Box-labeled dataset extracts
.....

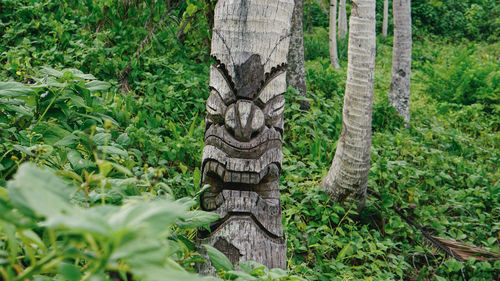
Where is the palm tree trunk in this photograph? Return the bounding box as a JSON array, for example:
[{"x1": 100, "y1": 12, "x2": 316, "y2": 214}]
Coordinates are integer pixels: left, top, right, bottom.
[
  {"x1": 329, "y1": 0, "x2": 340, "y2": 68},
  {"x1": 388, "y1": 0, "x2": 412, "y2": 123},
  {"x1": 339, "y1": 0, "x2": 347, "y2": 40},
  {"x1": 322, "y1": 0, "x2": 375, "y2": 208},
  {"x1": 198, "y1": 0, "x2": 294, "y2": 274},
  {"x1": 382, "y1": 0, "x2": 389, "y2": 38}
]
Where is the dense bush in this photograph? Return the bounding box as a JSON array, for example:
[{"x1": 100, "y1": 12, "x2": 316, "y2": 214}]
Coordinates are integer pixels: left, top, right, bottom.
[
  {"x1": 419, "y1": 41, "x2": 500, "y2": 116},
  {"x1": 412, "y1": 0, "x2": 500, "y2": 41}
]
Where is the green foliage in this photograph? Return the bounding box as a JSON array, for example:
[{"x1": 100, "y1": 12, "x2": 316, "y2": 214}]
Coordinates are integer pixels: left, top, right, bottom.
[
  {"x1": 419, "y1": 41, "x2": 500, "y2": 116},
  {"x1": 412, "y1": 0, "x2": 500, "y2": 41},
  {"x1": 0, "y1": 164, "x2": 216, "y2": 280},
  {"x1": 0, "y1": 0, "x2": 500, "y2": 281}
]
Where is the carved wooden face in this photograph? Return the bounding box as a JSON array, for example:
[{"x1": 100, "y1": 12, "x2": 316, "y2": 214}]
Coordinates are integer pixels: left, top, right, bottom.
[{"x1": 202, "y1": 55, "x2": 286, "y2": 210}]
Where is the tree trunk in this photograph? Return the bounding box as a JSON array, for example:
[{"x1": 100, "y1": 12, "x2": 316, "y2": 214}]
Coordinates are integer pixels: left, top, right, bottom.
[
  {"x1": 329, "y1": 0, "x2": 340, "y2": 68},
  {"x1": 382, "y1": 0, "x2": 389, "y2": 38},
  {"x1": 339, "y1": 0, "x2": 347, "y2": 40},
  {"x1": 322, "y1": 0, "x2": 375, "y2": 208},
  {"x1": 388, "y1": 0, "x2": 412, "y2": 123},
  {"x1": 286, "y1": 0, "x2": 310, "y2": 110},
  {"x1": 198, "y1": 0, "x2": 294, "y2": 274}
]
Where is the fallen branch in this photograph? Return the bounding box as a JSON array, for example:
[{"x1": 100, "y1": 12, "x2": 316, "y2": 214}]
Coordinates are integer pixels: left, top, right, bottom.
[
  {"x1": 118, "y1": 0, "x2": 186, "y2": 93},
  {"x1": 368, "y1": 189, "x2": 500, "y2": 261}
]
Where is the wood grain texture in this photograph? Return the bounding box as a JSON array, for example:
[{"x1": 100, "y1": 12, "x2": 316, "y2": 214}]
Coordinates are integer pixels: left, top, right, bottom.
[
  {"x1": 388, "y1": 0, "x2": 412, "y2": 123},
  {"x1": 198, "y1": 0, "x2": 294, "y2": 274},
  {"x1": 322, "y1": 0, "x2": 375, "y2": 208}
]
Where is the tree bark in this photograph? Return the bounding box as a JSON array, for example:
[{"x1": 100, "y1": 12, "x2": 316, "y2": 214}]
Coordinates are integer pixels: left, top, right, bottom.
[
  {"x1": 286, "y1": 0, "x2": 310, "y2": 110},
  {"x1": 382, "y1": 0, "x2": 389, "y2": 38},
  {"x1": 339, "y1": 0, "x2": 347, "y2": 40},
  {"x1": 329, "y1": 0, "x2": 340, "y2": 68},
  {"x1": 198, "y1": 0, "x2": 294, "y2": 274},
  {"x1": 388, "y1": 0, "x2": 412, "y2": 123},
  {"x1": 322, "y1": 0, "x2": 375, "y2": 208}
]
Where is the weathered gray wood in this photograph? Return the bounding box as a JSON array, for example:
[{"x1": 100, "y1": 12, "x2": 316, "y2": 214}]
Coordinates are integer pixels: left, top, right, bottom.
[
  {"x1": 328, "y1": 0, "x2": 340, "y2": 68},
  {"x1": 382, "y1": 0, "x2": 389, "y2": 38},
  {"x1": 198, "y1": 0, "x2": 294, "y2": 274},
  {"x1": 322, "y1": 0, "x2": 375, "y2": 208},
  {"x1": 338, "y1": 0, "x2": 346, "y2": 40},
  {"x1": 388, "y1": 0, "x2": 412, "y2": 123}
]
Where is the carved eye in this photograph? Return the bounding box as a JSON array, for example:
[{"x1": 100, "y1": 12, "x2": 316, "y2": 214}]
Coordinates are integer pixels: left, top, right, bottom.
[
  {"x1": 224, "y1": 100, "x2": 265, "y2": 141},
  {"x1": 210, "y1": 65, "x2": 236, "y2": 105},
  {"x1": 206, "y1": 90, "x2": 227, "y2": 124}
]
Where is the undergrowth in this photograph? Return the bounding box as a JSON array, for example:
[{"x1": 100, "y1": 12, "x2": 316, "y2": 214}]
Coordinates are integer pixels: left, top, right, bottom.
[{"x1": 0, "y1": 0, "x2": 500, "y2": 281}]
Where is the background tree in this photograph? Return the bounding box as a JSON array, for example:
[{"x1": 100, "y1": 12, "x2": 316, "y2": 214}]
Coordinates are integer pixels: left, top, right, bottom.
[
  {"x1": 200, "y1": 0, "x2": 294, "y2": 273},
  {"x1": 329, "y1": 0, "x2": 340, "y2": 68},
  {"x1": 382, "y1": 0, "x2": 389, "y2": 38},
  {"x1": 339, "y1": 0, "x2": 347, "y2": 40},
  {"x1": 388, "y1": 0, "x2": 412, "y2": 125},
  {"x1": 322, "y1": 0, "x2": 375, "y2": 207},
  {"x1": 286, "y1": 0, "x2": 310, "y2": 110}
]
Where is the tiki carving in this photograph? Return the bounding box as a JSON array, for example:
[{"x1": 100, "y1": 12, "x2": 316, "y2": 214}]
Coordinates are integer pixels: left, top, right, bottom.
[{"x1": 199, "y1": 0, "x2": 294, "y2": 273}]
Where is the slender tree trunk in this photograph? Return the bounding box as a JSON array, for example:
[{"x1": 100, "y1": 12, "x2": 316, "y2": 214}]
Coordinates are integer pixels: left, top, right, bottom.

.....

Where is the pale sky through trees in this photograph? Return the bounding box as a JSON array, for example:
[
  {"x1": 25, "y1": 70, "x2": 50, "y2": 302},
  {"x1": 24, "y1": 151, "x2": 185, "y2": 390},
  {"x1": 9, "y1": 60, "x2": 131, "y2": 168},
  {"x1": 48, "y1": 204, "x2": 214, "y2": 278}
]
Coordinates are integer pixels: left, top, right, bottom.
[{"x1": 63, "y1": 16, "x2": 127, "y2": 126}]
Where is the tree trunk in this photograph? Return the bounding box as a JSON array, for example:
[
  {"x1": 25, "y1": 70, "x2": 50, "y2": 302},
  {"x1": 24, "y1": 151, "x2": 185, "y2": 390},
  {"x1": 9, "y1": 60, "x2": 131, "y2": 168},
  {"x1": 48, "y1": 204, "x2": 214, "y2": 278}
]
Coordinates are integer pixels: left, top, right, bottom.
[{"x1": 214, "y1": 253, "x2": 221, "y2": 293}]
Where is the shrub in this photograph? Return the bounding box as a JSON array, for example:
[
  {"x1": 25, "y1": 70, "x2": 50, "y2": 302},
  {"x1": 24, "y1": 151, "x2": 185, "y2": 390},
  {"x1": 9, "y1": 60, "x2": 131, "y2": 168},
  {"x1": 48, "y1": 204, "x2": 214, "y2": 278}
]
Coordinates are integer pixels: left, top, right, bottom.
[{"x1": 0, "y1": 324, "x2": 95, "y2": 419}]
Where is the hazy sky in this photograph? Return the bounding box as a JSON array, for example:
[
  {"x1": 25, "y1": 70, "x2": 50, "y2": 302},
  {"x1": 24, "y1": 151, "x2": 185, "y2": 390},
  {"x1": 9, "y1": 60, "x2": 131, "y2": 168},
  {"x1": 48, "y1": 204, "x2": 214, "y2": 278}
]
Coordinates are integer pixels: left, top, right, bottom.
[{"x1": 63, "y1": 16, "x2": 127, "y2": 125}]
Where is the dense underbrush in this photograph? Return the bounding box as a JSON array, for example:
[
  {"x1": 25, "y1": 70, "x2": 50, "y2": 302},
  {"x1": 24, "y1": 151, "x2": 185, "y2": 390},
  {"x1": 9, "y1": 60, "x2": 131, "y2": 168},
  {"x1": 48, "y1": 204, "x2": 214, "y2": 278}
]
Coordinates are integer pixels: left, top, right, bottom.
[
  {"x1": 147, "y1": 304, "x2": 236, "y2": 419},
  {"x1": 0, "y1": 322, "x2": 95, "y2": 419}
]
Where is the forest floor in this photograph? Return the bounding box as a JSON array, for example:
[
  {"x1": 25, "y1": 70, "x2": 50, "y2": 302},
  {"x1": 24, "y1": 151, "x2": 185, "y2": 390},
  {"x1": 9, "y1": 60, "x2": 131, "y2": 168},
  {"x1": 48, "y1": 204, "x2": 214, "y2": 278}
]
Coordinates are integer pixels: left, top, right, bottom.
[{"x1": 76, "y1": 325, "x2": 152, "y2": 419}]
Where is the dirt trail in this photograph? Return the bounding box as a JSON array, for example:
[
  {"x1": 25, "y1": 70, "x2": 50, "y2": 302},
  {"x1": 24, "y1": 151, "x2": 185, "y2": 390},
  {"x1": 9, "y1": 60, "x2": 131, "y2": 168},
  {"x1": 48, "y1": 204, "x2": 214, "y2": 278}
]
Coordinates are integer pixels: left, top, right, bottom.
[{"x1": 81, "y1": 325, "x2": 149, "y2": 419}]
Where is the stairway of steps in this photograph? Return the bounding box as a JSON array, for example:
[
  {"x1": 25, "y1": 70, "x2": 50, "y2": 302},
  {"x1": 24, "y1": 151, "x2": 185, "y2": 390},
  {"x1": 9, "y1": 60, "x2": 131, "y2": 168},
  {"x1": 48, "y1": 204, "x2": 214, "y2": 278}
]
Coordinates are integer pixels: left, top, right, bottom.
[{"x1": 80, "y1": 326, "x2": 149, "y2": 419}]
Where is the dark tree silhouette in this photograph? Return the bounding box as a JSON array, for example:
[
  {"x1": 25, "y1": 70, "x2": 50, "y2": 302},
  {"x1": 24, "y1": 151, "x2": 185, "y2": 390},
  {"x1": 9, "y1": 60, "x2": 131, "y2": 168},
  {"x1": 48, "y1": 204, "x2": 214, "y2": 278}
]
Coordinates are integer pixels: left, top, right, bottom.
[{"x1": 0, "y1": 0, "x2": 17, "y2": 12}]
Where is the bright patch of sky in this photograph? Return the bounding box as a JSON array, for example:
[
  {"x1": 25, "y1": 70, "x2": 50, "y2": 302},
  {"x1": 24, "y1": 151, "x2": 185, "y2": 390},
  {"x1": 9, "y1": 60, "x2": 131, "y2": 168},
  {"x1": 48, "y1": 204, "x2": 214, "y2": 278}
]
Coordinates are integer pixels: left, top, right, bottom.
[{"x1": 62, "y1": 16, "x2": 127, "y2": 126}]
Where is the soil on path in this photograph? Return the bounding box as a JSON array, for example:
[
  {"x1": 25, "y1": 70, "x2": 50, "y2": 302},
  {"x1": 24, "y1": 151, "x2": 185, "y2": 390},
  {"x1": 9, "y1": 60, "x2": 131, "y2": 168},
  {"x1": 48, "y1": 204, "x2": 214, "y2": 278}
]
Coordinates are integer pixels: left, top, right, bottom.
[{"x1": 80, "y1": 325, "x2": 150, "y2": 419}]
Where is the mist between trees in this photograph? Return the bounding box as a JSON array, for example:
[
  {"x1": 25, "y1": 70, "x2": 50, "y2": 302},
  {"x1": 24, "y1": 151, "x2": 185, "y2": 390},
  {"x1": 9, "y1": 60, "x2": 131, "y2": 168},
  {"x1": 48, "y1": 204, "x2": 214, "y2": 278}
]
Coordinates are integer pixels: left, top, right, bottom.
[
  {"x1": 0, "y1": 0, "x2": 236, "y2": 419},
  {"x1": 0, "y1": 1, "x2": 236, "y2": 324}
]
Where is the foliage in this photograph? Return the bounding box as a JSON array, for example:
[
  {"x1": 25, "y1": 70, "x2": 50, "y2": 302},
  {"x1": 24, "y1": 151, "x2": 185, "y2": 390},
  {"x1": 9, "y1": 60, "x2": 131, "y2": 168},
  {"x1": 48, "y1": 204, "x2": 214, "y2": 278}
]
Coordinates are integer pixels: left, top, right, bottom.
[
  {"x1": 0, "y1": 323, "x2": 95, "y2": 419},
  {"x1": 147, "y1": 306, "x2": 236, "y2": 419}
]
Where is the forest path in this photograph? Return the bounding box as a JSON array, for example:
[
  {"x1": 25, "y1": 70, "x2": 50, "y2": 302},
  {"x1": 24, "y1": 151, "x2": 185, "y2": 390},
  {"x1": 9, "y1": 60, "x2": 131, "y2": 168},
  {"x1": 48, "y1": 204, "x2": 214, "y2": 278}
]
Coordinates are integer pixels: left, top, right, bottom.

.....

**STATED EXERCISE:** Identify every line in the entries above that contains the string "forest", and copy each of those lines.

**FULL SOLUTION:**
Where is the forest floor in this photograph? Return the bounding box as a JSON array, for example:
Where is the forest path in this photograph? Return the bounding box as a JSON array, for example:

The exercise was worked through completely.